§ Stated task:
Copy exactly the lines from the "of the metal" line to the end, both included, and nothing else.

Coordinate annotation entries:
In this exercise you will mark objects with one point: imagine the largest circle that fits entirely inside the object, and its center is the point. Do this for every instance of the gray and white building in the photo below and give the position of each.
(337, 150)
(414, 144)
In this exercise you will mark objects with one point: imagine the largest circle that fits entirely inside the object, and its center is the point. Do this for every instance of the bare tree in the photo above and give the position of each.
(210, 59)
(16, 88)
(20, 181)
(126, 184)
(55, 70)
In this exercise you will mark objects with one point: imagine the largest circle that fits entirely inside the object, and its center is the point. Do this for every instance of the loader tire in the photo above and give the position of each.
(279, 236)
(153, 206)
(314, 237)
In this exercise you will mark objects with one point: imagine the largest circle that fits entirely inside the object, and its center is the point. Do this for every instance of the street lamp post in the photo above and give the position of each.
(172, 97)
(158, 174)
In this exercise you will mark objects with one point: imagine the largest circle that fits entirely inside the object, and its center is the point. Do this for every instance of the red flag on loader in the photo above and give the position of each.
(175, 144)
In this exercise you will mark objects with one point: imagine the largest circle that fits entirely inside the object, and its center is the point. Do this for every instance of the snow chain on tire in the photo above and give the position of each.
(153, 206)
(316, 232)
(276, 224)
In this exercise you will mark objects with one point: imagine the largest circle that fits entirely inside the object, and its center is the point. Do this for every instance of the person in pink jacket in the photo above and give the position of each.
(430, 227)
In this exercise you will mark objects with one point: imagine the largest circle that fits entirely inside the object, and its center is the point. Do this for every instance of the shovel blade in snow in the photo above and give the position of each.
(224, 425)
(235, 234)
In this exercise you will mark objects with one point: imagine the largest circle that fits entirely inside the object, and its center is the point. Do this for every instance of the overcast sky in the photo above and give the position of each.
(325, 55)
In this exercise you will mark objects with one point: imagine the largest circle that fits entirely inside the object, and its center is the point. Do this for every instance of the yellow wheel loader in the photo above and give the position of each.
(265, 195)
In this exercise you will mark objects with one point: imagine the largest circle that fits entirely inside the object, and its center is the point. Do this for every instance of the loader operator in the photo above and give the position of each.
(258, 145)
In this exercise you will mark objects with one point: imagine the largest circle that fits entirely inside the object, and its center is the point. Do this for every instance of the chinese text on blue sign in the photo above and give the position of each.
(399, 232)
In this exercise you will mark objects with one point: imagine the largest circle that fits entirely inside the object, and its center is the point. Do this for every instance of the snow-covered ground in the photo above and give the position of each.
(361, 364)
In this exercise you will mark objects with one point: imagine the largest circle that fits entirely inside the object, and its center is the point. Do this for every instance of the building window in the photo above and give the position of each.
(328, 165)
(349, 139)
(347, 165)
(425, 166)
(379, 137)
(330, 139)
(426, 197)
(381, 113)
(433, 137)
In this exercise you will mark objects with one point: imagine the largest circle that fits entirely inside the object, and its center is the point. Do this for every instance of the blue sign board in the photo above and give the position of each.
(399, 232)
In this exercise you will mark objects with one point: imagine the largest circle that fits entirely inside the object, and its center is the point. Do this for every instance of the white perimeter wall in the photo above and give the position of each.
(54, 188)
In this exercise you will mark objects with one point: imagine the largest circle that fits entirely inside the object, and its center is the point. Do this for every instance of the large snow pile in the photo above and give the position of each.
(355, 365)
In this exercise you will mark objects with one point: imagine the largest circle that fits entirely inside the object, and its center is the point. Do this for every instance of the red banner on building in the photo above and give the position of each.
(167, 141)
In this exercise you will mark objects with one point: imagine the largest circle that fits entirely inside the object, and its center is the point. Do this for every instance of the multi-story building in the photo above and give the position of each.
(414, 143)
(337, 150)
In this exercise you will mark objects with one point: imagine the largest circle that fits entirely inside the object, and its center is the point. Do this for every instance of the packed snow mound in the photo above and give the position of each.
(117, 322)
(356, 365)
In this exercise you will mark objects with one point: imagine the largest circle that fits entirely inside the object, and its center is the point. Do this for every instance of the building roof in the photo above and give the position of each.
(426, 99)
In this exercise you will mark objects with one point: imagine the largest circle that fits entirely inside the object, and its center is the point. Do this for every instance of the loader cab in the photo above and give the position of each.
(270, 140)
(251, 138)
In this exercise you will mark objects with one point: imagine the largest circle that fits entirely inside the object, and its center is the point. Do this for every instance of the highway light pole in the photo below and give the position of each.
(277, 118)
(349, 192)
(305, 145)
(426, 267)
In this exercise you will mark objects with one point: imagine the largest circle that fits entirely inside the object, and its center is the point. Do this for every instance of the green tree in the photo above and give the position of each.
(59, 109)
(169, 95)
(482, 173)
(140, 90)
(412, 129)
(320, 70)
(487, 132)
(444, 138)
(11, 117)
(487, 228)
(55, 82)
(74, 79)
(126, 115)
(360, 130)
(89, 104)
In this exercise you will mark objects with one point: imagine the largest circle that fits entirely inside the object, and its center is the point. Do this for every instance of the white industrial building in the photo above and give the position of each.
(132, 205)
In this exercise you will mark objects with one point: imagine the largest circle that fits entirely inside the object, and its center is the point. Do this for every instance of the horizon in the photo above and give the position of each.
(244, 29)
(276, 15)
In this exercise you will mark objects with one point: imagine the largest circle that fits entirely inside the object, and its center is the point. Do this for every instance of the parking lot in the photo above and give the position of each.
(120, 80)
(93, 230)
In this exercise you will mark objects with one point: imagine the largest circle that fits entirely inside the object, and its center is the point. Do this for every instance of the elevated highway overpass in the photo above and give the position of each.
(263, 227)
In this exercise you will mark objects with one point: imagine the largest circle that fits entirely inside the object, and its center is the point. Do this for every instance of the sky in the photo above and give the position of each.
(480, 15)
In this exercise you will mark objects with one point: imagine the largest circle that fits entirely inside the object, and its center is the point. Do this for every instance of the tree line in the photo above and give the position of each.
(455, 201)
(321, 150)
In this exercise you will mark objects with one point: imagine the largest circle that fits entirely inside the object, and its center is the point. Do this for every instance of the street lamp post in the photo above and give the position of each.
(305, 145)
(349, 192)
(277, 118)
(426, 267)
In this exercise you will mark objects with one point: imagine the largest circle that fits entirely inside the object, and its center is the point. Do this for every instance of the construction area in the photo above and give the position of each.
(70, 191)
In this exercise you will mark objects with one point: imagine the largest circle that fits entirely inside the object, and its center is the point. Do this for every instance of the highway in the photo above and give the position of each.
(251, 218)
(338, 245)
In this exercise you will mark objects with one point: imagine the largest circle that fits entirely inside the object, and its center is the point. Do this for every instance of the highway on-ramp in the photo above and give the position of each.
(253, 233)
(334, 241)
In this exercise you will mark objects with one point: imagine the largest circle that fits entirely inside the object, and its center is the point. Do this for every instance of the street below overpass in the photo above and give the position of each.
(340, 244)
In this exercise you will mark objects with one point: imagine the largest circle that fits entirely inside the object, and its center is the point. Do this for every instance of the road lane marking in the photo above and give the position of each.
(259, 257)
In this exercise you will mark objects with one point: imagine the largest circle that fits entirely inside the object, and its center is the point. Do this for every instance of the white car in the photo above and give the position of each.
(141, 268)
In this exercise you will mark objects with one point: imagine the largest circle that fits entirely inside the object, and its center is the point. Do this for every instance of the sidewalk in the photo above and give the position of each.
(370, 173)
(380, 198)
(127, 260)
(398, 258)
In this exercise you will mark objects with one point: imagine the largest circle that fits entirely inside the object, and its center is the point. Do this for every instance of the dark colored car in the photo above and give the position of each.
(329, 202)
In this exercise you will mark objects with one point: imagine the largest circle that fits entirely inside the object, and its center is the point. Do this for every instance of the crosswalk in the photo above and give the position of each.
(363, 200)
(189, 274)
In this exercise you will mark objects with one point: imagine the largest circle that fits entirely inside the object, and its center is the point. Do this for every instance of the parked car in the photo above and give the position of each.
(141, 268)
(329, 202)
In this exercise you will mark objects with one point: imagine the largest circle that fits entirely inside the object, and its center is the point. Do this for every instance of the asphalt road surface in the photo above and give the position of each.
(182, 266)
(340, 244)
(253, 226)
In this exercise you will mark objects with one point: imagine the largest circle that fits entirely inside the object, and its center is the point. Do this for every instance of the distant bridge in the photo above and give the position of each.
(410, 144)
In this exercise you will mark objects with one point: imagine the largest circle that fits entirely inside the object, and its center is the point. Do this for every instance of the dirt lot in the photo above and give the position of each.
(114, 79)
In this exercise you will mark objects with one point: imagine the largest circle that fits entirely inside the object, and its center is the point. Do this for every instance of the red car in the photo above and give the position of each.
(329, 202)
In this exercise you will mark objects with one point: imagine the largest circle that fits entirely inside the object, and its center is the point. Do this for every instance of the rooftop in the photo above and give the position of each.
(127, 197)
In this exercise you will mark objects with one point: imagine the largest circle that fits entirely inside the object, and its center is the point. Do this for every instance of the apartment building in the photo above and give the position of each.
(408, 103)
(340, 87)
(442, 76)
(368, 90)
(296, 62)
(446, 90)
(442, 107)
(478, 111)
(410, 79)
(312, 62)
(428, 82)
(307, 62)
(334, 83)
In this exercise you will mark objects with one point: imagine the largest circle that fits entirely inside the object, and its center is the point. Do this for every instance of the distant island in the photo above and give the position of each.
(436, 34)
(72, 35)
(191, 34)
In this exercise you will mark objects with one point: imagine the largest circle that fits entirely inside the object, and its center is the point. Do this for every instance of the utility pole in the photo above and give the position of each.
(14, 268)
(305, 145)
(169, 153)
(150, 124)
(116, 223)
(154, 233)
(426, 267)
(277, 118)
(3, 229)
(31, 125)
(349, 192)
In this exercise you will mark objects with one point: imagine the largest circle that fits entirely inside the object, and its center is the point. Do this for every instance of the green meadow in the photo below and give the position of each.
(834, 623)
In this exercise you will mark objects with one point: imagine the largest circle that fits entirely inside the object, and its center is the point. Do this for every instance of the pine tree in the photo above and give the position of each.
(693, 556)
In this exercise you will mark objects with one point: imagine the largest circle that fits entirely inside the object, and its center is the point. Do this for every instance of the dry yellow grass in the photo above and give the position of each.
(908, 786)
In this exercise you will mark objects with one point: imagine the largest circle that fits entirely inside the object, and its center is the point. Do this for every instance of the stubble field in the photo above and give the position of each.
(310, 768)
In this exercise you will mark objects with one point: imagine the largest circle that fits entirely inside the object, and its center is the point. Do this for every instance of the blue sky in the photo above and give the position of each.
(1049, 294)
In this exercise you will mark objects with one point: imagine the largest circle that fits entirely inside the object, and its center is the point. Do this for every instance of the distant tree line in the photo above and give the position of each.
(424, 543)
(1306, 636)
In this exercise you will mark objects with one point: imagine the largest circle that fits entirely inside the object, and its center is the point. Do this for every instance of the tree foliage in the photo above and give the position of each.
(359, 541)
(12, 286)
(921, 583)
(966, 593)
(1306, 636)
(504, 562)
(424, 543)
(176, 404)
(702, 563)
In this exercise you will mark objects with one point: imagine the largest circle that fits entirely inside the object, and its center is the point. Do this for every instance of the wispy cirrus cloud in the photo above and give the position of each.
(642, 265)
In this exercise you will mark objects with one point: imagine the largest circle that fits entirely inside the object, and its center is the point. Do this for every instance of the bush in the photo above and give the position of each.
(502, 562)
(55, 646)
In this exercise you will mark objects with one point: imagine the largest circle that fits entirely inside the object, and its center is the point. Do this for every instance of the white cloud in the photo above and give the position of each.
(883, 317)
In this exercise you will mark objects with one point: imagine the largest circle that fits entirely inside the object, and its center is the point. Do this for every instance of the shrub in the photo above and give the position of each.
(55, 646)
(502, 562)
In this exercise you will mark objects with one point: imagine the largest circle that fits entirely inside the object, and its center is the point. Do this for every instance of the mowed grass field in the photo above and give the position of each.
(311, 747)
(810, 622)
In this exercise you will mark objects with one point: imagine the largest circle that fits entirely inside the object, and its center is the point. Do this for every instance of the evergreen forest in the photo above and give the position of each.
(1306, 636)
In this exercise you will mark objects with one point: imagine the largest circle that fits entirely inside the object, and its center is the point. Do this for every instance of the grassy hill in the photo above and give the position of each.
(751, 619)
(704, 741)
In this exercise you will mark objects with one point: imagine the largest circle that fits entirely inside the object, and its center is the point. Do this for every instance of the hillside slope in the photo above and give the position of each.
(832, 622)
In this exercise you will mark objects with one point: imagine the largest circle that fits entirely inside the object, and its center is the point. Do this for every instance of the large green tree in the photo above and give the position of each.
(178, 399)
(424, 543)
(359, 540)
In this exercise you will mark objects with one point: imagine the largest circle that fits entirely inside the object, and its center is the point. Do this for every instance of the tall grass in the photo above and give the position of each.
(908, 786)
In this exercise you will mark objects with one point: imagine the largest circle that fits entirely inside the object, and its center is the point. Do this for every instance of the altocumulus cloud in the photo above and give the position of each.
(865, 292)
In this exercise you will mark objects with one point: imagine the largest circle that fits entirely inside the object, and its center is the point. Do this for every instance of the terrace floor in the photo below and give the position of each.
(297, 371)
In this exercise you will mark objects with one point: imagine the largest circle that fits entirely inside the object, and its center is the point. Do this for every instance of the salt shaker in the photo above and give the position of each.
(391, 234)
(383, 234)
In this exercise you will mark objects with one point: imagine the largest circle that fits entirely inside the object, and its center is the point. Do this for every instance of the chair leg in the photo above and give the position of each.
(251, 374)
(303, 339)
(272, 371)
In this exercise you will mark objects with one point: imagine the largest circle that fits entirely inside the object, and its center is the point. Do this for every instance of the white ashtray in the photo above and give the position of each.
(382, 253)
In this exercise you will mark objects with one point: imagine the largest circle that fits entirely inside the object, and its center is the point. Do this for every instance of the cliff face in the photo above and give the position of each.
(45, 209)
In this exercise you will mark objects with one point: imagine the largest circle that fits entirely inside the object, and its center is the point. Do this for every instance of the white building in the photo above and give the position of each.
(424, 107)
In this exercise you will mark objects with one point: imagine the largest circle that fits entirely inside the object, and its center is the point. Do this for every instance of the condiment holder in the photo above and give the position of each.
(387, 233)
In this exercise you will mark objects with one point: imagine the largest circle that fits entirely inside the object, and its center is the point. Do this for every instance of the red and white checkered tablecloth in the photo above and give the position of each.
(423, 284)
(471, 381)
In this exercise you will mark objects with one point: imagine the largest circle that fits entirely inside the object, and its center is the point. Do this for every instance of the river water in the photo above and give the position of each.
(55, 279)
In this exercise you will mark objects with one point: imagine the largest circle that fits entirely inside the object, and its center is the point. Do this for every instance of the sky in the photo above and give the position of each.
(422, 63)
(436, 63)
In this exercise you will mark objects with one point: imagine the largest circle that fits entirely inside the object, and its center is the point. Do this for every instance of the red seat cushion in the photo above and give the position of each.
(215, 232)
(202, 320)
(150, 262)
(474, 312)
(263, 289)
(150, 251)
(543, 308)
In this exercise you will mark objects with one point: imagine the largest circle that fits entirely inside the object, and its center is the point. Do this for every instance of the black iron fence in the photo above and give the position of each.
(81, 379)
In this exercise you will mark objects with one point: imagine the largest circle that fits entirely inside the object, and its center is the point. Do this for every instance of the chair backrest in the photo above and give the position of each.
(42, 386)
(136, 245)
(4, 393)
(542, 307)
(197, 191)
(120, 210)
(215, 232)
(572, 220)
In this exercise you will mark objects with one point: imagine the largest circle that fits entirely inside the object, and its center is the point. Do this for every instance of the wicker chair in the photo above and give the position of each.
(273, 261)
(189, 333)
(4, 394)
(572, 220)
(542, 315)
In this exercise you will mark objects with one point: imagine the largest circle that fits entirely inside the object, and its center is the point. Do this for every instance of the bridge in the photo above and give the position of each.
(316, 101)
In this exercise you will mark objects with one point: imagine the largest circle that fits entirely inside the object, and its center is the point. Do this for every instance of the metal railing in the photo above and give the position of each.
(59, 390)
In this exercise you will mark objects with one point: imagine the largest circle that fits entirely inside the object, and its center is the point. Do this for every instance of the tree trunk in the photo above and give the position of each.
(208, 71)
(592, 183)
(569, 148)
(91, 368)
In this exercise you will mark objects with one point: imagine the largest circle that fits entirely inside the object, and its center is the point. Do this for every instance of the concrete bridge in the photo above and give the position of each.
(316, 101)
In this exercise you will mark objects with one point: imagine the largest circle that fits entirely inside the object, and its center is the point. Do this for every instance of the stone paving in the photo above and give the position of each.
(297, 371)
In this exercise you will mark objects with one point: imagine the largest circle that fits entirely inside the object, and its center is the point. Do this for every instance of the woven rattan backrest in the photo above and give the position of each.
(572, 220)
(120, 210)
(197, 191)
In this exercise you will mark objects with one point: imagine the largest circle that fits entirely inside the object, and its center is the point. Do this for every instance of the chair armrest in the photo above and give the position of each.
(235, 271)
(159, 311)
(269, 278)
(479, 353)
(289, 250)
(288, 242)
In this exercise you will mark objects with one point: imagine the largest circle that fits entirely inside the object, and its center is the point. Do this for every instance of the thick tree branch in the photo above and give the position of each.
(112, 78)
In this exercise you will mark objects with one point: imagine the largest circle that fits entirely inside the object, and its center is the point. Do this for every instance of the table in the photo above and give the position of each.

§ The solution:
In this exercise you will mark objects with one point: imagine the largest circle that fits entirely inside the object, and its center is the point. Do this for every instance of the metal railing in the photo above and give the position of each.
(59, 390)
In this exercise you will mark objects with one point: imagine the largest circle that fits entirely inside the object, and its center is the point. Do this for every instance of the tree trunk in the photo above and give the position of each.
(208, 71)
(592, 183)
(569, 148)
(91, 368)
In this exercise you will mark objects with one point: imagine the largest circle that fits entirely inside the object, and its center is the point. Do this for every instance of the concrete bridge in the photo above and give the position of each.
(316, 101)
In this exercise you will mark objects with one point: imagine the largest circle that fits entirely inside the object, and its center is the point. Do this for every instance of the stone paving in the photo above and give the position of each.
(297, 371)
In this exercise you will mark objects with one point: imagine the largest circle that fits entirely inside the object, and its center is the point. Do this for every instance of the woven rattan backrest in the photo above and give the position of each.
(572, 220)
(120, 210)
(197, 191)
In this exercise you will mark objects with one point: imagine the largest circle that fits entirely inside the object, and its center is the point. Do this for every instance of the chair armrest in the photo above and give the position of each.
(235, 271)
(159, 311)
(269, 278)
(479, 353)
(289, 250)
(288, 242)
In this exercise you will mark objects with one point: imagine the largest circle that fits entirely inside the object, and its center is the point. Do this for every instance of the thick tree branch in the photo above and give the position of each.
(112, 78)
In this exercise you will mark objects with one point: imagine the largest circle that fits entirely inside the object, and its center is the point. Do this for every instance of the table in the photo above and give the position of each.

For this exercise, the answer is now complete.